The answer must consist of each line below that holds the word "leafy", copied as it stands.

::::::

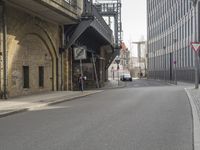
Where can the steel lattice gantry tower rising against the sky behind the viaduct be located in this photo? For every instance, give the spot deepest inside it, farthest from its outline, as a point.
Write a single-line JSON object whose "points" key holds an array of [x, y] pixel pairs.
{"points": [[112, 9]]}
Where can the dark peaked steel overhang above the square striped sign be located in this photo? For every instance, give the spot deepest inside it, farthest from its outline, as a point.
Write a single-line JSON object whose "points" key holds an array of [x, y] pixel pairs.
{"points": [[88, 29]]}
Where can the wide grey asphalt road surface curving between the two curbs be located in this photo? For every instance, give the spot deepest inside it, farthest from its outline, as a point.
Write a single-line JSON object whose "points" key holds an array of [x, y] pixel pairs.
{"points": [[141, 118]]}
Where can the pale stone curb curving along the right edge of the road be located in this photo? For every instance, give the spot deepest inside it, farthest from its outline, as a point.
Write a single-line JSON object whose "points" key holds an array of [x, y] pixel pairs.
{"points": [[196, 122]]}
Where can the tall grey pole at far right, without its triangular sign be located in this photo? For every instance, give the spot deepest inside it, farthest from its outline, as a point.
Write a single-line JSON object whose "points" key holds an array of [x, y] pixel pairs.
{"points": [[194, 2]]}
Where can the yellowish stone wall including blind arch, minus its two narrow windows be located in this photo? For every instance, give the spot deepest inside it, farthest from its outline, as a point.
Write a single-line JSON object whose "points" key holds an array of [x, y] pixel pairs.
{"points": [[31, 42]]}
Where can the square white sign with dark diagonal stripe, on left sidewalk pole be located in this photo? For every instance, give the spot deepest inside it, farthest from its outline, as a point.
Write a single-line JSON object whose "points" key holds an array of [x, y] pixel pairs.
{"points": [[80, 53]]}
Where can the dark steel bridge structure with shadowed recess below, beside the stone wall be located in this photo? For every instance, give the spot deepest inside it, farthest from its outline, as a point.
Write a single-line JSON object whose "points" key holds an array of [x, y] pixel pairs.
{"points": [[94, 33]]}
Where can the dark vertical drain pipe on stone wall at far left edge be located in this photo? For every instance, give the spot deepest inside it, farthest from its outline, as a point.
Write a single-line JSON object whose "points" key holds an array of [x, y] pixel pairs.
{"points": [[4, 28]]}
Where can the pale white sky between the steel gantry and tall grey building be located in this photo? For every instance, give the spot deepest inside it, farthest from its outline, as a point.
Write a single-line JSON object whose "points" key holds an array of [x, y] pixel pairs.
{"points": [[133, 22]]}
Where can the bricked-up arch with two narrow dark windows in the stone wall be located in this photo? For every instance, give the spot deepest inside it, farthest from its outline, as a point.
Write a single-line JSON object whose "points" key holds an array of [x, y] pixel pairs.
{"points": [[31, 68]]}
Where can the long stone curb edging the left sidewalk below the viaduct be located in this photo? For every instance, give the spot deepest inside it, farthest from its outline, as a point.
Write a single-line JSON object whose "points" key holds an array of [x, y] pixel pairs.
{"points": [[28, 108]]}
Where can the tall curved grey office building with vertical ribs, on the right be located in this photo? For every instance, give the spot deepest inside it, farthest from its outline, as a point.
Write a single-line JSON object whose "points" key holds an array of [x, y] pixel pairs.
{"points": [[169, 34]]}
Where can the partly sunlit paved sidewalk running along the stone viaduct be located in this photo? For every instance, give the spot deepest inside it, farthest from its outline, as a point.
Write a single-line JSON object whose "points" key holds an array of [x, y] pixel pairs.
{"points": [[31, 102]]}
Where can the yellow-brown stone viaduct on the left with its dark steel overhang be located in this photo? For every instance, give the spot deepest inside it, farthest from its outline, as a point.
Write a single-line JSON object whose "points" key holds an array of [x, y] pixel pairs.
{"points": [[37, 42]]}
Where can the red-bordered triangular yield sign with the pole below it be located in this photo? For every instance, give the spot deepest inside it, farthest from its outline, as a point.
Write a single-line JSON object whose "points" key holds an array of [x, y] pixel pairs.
{"points": [[195, 47]]}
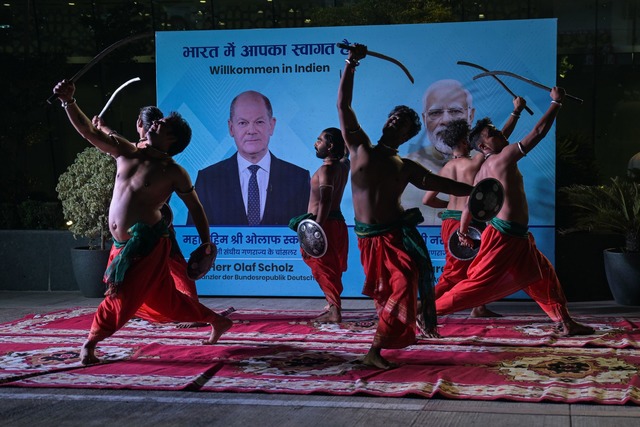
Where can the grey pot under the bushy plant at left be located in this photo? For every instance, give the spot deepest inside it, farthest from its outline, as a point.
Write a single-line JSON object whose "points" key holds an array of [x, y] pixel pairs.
{"points": [[88, 267]]}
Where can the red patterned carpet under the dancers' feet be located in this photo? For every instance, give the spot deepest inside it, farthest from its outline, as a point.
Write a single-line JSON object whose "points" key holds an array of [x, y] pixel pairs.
{"points": [[517, 358]]}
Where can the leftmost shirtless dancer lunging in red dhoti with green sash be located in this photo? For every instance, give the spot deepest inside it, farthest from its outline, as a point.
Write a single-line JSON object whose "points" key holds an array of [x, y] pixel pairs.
{"points": [[138, 270]]}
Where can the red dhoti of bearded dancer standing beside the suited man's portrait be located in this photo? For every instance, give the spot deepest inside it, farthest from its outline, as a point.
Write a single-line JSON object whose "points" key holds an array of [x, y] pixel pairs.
{"points": [[328, 269]]}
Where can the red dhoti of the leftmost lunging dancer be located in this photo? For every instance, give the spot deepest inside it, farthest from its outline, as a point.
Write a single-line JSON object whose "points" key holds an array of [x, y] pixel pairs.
{"points": [[147, 281]]}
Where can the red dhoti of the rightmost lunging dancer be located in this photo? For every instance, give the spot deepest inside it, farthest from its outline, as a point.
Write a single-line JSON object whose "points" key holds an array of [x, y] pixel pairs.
{"points": [[506, 264]]}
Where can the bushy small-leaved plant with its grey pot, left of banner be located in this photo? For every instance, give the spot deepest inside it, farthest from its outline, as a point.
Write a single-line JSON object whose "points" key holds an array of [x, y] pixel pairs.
{"points": [[85, 190]]}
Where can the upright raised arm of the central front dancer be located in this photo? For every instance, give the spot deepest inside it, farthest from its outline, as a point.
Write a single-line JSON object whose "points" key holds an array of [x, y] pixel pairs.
{"points": [[351, 131]]}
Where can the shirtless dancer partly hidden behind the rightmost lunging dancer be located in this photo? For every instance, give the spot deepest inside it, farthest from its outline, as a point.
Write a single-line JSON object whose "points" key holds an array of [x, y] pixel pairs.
{"points": [[462, 167]]}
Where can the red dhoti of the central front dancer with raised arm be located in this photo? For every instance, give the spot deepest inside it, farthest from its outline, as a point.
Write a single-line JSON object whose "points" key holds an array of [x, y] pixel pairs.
{"points": [[391, 280]]}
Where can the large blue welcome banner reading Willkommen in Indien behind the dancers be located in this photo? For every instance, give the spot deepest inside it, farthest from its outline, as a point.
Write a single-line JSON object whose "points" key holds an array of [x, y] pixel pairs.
{"points": [[199, 73]]}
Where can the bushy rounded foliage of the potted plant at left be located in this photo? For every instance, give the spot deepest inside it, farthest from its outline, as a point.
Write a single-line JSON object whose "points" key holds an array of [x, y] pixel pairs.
{"points": [[85, 191]]}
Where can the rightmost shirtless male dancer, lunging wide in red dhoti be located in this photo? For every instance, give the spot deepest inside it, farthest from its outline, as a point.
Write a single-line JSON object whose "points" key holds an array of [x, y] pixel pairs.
{"points": [[508, 259]]}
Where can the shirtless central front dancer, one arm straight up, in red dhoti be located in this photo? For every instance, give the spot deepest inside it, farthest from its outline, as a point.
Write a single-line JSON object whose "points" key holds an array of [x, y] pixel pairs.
{"points": [[392, 252]]}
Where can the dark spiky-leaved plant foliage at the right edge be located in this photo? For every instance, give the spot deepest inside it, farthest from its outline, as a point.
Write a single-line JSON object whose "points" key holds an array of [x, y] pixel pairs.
{"points": [[612, 208]]}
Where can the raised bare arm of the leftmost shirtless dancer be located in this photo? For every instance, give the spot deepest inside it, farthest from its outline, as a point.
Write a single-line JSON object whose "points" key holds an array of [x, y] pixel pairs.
{"points": [[114, 145]]}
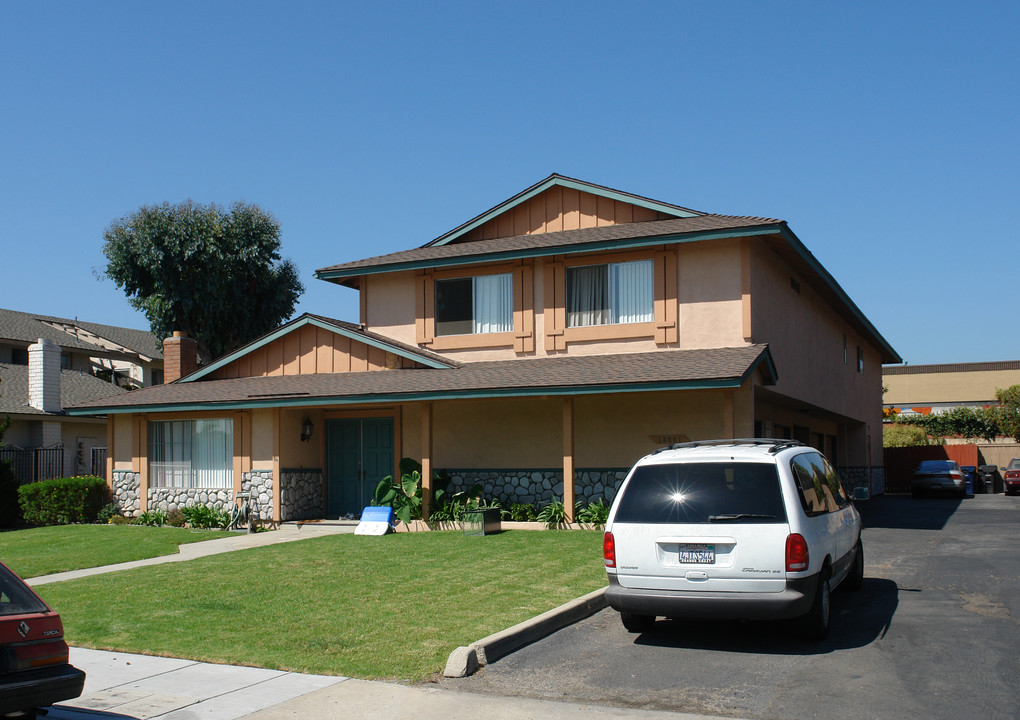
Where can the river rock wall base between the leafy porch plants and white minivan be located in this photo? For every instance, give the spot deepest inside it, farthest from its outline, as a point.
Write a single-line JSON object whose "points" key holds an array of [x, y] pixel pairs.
{"points": [[539, 487]]}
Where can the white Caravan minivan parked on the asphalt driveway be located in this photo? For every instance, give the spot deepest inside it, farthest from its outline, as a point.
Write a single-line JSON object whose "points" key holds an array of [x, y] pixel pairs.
{"points": [[732, 529]]}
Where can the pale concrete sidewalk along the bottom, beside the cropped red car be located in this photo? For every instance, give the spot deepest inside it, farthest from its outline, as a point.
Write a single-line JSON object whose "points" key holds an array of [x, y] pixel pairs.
{"points": [[121, 686]]}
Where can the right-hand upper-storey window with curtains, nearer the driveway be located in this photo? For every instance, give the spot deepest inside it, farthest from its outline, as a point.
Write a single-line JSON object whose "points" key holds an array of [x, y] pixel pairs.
{"points": [[609, 294]]}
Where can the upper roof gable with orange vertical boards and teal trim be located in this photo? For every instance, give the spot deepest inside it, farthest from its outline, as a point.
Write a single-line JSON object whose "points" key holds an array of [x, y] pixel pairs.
{"points": [[560, 203]]}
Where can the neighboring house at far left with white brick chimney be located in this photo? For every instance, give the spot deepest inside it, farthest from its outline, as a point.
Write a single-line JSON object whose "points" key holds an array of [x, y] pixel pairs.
{"points": [[48, 364]]}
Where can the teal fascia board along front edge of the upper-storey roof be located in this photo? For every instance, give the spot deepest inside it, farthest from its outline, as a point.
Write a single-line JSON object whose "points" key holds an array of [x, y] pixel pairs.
{"points": [[596, 246]]}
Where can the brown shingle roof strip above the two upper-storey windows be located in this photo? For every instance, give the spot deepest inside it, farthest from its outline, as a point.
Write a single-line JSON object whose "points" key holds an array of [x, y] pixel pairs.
{"points": [[569, 241]]}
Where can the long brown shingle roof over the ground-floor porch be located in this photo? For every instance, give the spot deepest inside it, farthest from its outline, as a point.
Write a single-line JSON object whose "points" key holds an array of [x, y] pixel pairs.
{"points": [[625, 373]]}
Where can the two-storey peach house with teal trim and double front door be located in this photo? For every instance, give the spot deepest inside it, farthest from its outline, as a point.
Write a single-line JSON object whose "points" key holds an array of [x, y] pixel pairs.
{"points": [[563, 334]]}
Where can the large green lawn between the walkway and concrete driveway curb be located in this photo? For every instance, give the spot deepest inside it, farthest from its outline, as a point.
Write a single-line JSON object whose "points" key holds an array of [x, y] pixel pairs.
{"points": [[386, 608]]}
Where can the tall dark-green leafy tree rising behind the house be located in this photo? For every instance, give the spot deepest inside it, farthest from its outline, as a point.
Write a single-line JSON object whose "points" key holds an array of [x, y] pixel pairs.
{"points": [[216, 275]]}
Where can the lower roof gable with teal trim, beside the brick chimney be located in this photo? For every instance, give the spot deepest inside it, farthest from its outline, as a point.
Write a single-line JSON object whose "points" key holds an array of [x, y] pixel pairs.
{"points": [[313, 344]]}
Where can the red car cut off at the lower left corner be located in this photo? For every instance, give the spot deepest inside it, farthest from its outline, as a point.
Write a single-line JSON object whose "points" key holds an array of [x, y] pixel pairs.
{"points": [[35, 672]]}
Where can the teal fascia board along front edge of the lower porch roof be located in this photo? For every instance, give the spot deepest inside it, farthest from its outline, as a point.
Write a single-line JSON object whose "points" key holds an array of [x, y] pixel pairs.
{"points": [[383, 399]]}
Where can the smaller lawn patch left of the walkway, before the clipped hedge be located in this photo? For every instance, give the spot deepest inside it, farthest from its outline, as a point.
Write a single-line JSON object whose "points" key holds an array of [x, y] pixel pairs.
{"points": [[43, 551]]}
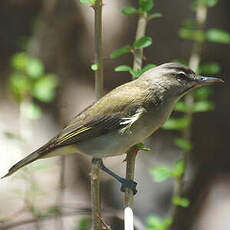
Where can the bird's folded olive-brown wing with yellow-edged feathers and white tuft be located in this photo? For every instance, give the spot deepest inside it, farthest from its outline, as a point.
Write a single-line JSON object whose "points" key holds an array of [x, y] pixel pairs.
{"points": [[104, 116]]}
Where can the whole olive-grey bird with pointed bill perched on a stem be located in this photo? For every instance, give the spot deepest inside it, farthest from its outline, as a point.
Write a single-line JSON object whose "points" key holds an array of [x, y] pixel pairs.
{"points": [[122, 118]]}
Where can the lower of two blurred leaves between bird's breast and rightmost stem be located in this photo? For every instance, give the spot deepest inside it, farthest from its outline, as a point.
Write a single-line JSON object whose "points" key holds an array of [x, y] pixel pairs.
{"points": [[176, 123]]}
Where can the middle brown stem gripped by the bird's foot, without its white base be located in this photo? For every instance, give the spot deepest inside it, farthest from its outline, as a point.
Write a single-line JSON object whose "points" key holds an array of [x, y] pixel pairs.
{"points": [[132, 153]]}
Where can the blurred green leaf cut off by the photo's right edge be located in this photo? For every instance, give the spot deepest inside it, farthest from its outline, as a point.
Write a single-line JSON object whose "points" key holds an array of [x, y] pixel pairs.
{"points": [[219, 36]]}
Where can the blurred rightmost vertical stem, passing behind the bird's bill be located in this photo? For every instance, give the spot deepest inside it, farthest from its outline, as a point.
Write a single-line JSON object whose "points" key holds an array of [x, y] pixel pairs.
{"points": [[194, 61]]}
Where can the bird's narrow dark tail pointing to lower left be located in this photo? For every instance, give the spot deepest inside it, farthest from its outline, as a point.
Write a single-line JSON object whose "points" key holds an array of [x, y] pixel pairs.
{"points": [[30, 158]]}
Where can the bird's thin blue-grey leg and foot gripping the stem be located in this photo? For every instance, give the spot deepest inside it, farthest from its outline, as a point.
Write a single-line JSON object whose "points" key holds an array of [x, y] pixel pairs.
{"points": [[124, 182]]}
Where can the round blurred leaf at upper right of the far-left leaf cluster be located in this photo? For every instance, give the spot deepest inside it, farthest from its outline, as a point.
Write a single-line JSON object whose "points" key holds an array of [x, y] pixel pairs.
{"points": [[34, 67]]}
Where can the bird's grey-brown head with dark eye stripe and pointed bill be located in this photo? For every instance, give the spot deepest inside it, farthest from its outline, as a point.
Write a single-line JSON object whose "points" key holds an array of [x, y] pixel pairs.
{"points": [[176, 80]]}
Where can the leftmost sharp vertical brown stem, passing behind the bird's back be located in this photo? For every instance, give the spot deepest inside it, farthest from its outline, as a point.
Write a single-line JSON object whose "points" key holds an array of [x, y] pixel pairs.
{"points": [[95, 171]]}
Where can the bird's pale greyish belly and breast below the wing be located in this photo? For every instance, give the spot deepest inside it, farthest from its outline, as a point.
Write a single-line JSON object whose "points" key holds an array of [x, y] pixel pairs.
{"points": [[116, 143]]}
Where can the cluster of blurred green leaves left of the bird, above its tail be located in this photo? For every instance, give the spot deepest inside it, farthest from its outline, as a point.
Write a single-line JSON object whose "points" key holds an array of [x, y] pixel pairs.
{"points": [[29, 81]]}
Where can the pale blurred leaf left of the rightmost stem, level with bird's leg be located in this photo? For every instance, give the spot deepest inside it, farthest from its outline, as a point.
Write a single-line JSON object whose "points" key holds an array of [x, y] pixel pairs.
{"points": [[160, 173]]}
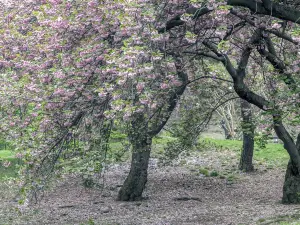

::::::

Expected answer:
Where can the river rock wall base between the leafy porch plants and white minivan be located in this photo? For every instance, give the spot deepest inside it, farthest from its outline, as a point.
Where can the tall dark-green leafy tree rising behind the house be located in this photo? For every instance, give the spot deepest inside it, farthest from its outline, as a point.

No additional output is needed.